### Exercise details
Below are several entries. Transcribe exactly those lines that fall from the one with "Target: beige pillow" through the one with "Target: tufted ottoman top", end lines included.

### Dataset extract

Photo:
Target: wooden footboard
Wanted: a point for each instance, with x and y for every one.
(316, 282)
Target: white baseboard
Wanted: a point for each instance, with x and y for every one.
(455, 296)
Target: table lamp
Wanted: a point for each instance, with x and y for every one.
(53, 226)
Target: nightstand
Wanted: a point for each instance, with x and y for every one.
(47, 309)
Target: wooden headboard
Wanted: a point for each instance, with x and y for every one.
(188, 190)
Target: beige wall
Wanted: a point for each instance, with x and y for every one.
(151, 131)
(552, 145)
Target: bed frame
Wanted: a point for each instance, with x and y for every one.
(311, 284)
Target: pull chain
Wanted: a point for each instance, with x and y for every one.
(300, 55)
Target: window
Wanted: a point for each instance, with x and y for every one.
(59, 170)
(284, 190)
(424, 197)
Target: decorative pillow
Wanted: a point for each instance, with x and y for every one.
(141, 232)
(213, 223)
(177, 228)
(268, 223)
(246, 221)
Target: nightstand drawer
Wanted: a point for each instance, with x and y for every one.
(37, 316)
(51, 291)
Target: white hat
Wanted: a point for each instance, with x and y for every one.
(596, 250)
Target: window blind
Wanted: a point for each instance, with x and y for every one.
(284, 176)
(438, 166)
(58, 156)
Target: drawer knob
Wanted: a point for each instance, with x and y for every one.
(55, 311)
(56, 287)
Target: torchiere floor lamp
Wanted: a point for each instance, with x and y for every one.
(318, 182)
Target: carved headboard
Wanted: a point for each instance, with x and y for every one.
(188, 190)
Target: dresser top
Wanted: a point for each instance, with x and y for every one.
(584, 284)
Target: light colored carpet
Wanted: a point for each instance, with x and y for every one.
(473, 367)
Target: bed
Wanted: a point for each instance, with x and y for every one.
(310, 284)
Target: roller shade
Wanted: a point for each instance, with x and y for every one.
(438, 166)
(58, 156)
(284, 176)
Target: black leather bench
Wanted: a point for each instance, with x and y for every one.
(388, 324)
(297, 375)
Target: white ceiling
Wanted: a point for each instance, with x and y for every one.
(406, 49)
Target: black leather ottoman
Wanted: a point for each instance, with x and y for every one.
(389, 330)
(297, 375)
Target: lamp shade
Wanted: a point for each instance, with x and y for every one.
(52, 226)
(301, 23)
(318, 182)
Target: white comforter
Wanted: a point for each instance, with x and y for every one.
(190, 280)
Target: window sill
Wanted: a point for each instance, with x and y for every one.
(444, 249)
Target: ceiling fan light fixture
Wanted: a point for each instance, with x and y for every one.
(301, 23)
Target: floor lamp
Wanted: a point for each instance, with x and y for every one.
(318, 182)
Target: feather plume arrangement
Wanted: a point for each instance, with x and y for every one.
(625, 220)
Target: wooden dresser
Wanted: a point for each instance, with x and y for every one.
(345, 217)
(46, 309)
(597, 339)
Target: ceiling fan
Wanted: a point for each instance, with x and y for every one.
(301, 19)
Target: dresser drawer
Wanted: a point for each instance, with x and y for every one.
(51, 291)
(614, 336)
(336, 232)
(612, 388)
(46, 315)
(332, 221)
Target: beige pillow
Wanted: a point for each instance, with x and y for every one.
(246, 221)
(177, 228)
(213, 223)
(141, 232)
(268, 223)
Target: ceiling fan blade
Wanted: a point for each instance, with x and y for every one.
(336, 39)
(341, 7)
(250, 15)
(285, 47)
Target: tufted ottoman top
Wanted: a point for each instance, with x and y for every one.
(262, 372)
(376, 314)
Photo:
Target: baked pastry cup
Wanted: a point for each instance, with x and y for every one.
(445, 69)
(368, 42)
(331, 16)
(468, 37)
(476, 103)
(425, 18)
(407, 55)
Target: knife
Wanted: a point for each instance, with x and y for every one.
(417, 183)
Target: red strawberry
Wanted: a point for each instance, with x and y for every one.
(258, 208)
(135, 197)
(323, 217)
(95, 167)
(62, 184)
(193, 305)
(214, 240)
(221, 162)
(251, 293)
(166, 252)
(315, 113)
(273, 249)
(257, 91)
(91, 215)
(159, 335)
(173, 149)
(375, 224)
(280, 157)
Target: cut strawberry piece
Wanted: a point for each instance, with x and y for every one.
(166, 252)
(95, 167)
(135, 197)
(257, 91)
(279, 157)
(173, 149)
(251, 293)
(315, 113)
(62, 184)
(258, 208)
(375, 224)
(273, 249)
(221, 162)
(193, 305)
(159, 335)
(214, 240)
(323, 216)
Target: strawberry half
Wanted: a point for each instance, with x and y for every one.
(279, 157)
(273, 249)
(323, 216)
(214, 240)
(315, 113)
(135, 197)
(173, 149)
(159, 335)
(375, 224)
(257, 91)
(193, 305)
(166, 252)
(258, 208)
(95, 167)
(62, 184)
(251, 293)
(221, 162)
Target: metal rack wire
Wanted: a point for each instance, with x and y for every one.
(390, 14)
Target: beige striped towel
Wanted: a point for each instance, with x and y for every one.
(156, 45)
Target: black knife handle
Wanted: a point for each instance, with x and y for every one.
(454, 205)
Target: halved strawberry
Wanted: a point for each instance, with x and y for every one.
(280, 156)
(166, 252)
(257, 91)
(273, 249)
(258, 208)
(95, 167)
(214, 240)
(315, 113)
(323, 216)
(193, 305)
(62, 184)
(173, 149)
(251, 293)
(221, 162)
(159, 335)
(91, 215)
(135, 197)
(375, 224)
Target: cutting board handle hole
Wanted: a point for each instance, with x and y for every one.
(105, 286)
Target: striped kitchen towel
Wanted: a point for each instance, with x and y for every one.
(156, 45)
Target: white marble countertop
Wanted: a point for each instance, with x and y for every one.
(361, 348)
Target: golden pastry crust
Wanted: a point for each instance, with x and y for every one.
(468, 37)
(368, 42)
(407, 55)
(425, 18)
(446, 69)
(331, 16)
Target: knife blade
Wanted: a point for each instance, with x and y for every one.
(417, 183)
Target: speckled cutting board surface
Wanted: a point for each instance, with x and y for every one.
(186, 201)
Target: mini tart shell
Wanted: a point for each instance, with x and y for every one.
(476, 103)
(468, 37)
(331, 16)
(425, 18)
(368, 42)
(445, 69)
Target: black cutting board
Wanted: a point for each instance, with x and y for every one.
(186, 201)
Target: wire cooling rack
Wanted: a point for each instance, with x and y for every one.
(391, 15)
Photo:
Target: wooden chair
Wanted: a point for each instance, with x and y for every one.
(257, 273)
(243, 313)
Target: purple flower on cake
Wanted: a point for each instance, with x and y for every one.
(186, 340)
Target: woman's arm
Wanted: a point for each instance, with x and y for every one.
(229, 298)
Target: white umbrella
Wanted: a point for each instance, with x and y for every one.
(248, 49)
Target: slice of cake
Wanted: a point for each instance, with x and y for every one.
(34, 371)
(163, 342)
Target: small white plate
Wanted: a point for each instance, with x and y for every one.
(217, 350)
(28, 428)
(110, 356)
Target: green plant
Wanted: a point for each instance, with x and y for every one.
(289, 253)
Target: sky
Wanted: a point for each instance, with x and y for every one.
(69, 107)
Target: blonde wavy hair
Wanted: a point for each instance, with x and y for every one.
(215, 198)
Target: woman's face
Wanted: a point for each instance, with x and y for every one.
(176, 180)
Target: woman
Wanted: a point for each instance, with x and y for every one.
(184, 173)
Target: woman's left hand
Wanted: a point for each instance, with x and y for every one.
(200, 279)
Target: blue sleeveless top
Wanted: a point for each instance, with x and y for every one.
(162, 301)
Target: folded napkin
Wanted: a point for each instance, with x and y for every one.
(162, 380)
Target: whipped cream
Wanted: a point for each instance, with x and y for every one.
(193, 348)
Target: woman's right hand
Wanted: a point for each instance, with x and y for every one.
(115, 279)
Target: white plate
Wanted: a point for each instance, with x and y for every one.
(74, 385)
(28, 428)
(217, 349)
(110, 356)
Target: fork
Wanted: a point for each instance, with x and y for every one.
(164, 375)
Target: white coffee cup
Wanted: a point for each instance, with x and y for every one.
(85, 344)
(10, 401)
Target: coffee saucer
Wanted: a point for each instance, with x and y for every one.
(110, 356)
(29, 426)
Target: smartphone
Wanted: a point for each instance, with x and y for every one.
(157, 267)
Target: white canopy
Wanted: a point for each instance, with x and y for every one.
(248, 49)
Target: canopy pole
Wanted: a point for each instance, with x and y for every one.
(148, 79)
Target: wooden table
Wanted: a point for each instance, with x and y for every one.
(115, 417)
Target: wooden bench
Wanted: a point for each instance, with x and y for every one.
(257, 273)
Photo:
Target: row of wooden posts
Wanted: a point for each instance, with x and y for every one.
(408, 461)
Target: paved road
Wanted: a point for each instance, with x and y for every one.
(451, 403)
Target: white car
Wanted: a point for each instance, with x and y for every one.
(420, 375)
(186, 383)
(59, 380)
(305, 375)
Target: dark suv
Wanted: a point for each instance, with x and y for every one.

### Reply
Target: beige pillow
Wanted: a point for each instance, with x and y for every one.
(246, 221)
(177, 228)
(213, 223)
(141, 232)
(268, 223)
Target: ceiling fan blade
Wanted: a point for each instance, with x and y for every one.
(336, 39)
(341, 7)
(250, 15)
(285, 47)
Target: tufted ottoman top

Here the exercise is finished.